→ **WORK TO BE COMPLETED**
Show each line of the records below that contains the string "Target". Case counts.

(Location annotation dataset excerpts)
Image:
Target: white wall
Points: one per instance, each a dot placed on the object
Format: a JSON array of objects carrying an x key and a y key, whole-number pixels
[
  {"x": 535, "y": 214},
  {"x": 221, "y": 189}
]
--
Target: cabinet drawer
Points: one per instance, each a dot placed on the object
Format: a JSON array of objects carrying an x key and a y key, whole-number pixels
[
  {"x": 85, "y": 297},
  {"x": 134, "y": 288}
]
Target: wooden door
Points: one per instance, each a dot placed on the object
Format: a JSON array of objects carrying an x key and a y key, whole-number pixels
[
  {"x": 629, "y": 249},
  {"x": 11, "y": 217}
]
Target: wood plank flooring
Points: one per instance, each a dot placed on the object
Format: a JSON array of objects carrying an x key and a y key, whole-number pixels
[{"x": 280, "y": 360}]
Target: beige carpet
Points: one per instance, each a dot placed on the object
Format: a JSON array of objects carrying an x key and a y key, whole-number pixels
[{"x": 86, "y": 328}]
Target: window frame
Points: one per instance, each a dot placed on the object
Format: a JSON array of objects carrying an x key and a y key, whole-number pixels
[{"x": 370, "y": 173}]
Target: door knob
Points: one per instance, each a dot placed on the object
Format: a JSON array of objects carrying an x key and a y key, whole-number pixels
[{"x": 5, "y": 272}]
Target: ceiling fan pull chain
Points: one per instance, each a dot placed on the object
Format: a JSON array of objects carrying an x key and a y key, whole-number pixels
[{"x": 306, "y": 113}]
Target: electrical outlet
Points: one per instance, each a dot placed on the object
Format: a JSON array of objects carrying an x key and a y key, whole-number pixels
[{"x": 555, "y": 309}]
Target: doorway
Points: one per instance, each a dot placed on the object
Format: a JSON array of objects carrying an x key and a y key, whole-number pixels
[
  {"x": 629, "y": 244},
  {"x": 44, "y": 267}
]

→ **TASK RESULT**
Target: white wall
Target: cabinet drawer
Target: wooden door
Target: wood plank flooring
Target: beige carpet
Target: window frame
Target: door knob
Target: ceiling fan pull chain
Target: electrical outlet
Target: doorway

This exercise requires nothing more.